(Object point labels)
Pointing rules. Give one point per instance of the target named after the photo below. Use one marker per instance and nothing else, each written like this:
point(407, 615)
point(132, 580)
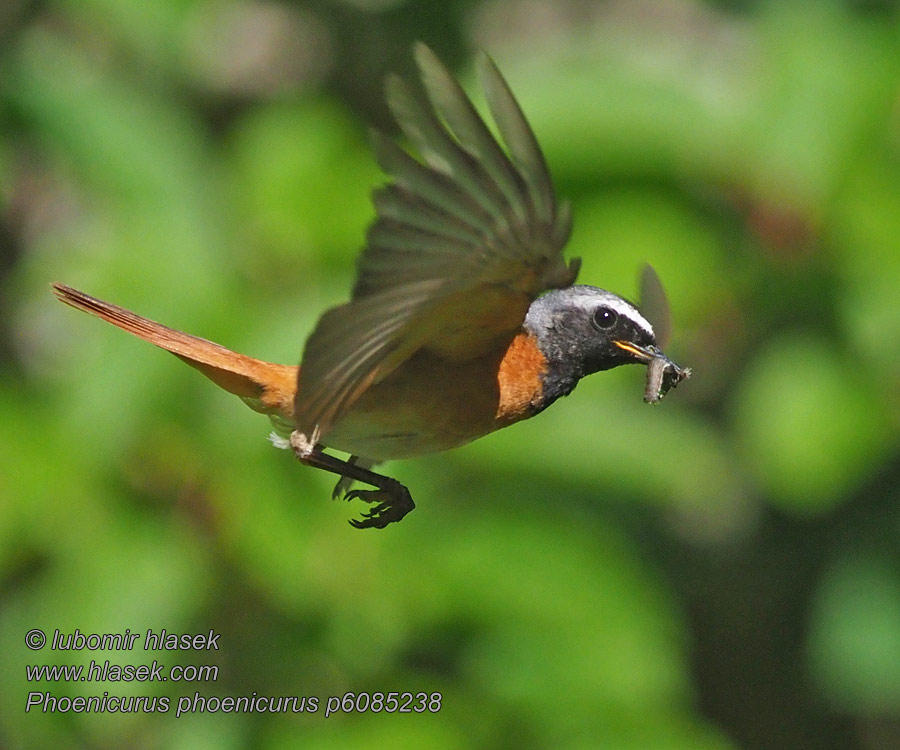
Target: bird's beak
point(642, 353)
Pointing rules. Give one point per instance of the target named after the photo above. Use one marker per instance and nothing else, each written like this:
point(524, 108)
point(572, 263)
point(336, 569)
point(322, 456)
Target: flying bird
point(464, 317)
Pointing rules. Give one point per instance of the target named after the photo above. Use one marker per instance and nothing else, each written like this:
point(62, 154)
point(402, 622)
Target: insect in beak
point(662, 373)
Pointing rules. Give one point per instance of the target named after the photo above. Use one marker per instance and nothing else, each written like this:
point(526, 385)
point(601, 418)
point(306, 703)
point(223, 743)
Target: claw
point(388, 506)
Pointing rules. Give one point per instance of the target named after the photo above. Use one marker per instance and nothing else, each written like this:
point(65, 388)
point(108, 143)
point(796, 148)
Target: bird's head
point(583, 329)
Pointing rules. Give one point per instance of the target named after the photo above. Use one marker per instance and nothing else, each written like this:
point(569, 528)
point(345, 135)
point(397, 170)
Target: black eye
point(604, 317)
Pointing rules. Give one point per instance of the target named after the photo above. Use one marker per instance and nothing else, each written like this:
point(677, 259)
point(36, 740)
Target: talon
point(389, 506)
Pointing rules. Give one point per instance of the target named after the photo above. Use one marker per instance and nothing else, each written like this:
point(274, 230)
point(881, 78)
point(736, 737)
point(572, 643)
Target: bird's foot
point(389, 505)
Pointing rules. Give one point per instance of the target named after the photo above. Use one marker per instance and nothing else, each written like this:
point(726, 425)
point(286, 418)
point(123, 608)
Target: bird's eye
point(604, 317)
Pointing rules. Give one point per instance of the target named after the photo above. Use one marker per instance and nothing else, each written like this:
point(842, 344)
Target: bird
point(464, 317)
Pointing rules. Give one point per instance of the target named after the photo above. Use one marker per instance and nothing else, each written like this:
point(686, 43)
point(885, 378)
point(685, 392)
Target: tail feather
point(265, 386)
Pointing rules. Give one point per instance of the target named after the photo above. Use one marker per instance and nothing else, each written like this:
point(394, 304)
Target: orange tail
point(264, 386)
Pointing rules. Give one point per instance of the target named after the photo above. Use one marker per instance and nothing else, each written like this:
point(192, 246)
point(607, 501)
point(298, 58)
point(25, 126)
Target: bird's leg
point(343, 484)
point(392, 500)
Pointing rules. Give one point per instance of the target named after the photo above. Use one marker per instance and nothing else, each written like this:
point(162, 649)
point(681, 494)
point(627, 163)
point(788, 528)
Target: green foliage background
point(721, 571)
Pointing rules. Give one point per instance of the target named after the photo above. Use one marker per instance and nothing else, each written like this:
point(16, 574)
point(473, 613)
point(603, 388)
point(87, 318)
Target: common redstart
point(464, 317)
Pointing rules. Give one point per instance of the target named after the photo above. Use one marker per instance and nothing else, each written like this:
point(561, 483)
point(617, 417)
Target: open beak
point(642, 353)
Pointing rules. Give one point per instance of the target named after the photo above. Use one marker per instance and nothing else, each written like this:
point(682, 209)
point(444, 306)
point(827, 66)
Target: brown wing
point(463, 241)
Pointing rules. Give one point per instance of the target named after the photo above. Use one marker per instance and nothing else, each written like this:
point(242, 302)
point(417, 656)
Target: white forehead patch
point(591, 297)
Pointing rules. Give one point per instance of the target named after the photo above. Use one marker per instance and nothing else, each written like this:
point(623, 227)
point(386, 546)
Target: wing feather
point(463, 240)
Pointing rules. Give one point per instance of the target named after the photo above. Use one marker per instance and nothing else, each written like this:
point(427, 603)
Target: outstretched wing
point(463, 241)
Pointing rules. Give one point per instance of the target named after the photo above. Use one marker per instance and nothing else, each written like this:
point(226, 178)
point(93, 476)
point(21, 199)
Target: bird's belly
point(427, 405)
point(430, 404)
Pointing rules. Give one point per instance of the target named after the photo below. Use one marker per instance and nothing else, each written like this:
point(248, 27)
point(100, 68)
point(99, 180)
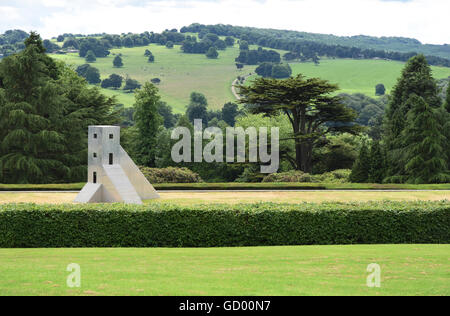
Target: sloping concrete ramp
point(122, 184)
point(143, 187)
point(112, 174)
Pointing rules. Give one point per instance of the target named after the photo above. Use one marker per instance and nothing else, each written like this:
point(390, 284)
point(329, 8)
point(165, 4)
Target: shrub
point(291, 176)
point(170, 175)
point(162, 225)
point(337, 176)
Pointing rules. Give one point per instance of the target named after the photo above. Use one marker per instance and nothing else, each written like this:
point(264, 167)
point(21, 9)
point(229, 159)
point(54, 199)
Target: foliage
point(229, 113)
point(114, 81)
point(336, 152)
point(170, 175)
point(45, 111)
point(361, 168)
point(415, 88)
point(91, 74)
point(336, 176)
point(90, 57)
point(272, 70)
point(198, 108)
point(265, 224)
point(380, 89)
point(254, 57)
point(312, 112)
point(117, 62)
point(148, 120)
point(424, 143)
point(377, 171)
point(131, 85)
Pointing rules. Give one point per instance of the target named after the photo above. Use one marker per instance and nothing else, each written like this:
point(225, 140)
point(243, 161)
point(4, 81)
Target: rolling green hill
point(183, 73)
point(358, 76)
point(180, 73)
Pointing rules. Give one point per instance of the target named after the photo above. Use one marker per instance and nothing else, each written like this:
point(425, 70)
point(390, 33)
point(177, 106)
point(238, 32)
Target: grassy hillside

Your task ▸ Reproduce all of the records above verbatim, but omit the pictures.

Result of the task ▸
Pointing rules. Give one point per instance of the target named after the photo below. Use one marker per instance and nothing else, each written like this:
point(407, 615)
point(132, 580)
Target: bird's beak
point(642, 353)
Pointing rules. Give one point per instance of the target named after the photo above. Use one marker per instance and nothing else, each written like this:
point(524, 108)
point(572, 263)
point(336, 569)
point(322, 456)
Target: flying bird
point(464, 317)
Pointing rules. Give one point per instance of the target named after the photo above. Use one marker per instance and nothing else, each written like this:
point(62, 154)
point(402, 622)
Target: insect in beak
point(662, 373)
Pointing rules. Give one point per instance of the target named after the photo above. Use one marker per instance and nothing else, each written like this:
point(526, 385)
point(601, 418)
point(306, 703)
point(223, 743)
Target: claw
point(388, 506)
Pointing rules. Give one point per instance of the target named after the photo above. Use one marker per instance and nothing else, each written like this:
point(65, 388)
point(108, 143)
point(796, 148)
Target: bird's head
point(583, 329)
Pointing rules. Give one point per instance of the target named after the photo above. Use one marker per instance and nothing else, each written like this:
point(569, 528)
point(345, 135)
point(397, 170)
Target: black eye
point(604, 317)
Pointing rules. Give one point per instance of the target named after the photo above. Use one marker per instance and nothing else, each written like this:
point(677, 259)
point(36, 740)
Target: talon
point(389, 506)
Pointing rules. Give one point per instance of the target named after the photo above. Use one marker per instance and nothing else, each written like this:
point(274, 230)
point(881, 78)
point(736, 737)
point(572, 643)
Target: bird's foot
point(389, 505)
Pointing rules. Give one point per instance of the target named after the photo above. Use one marker per instance and nothing else, each written like this:
point(726, 425)
point(286, 418)
point(123, 608)
Target: bird's eye
point(604, 317)
Pointing rules. Give one point per instance of the target named after the photo above. Use one marker per instance and nothing else, each written like this:
point(842, 344)
Target: bird
point(464, 317)
Pointing rules. Give one point per instance of the target named after the photo above. Use one marker per instance and nothing else, each written like this:
point(686, 43)
point(885, 378)
point(685, 392)
Target: tail feather
point(265, 386)
Pointing rules. Give one point per instance of the target named after the photo above. Use one marker per instance and nothing else, each written like this:
point(394, 304)
Target: orange tail
point(264, 386)
Pointing rules. Give one point per instance of the target named after the photo above. Use one marker per instance and nothing else, each written like this:
point(192, 246)
point(607, 501)
point(298, 58)
point(25, 126)
Target: bird's leg
point(343, 484)
point(392, 500)
Pointing rules. Give one point per instance of the target named after the photo above. Use one marker per instance and nothing else, each written like this:
point(162, 649)
point(681, 494)
point(627, 163)
point(788, 528)
Target: green foliage background
point(721, 571)
Pointing rules. Give one point per instance of the target named after the photo above. Use one marker per instance and nothing else, each written like this:
point(16, 574)
point(473, 613)
point(603, 388)
point(87, 318)
Target: common redstart
point(464, 317)
Pointing rules. Give one point per instance of the target named after the photo above. Use one marker per instance and nothing else, each written like this:
point(561, 483)
point(617, 417)
Target: open beak
point(642, 353)
Pointing rules. Give one point per instance of the target named after the photo above. Use one marker per instance and nothing else, each written like this:
point(682, 209)
point(444, 306)
point(827, 66)
Target: brown wing
point(463, 241)
Pointing rules. Give one point per instance of the target named after the photo above. Use one marker per instance and nothing else, each written like this:
point(242, 302)
point(417, 656)
Target: white forehead patch
point(591, 297)
Pointing rules. Give one point per instance of the target named after the photo above. Use one marker per instance and nothing else, each written like this:
point(623, 227)
point(386, 546)
Target: wing feather
point(463, 240)
Pointing rules. Give one point per instance of the target named after the photo above. Use one marker per instance and nothing else, each written like this:
point(427, 603)
Target: outstretched wing
point(463, 241)
Pointing rules. Give one point per instance of the target named after the photo above. Use one marker per instance and nothing else, each written like this:
point(226, 178)
point(93, 476)
point(21, 199)
Target: bird's belly
point(427, 405)
point(430, 404)
Pointing rules. Give one point per instance of the target named after the photo below. Use one marker per instance and nothing else, each written like this:
point(248, 27)
point(100, 68)
point(99, 180)
Target: sloping concrete ramp
point(122, 184)
point(143, 187)
point(112, 174)
Pointing rules. Give one point per instance of the target named after the photo above. Use one marker per instance and nothing else, each written like this:
point(390, 284)
point(329, 8)
point(165, 4)
Target: shrub
point(291, 176)
point(170, 175)
point(162, 225)
point(337, 176)
Pointing rules. Give one point per instance of the target named after the photo above. Use one marker per instance and nothing else, each written like this:
point(264, 167)
point(21, 9)
point(229, 159)
point(54, 199)
Target: foliage
point(229, 113)
point(114, 81)
point(336, 152)
point(170, 175)
point(45, 111)
point(361, 168)
point(415, 88)
point(91, 74)
point(336, 176)
point(90, 57)
point(272, 70)
point(198, 108)
point(265, 224)
point(380, 89)
point(254, 57)
point(312, 112)
point(117, 62)
point(148, 120)
point(424, 143)
point(377, 171)
point(131, 85)
Pointing rules. Give one point per instance of the target named after the photo above. Use one marker per instance and nothing else, each written like this:
point(225, 140)
point(243, 161)
point(4, 81)
Target: rolling green hill
point(183, 73)
point(358, 76)
point(180, 73)
Pointing rules. Give one point per instance of the target named after the photo above. Use one marker per instance and nothing else, each written like this:
point(425, 70)
point(390, 33)
point(177, 106)
point(238, 32)
Target: grassy hillside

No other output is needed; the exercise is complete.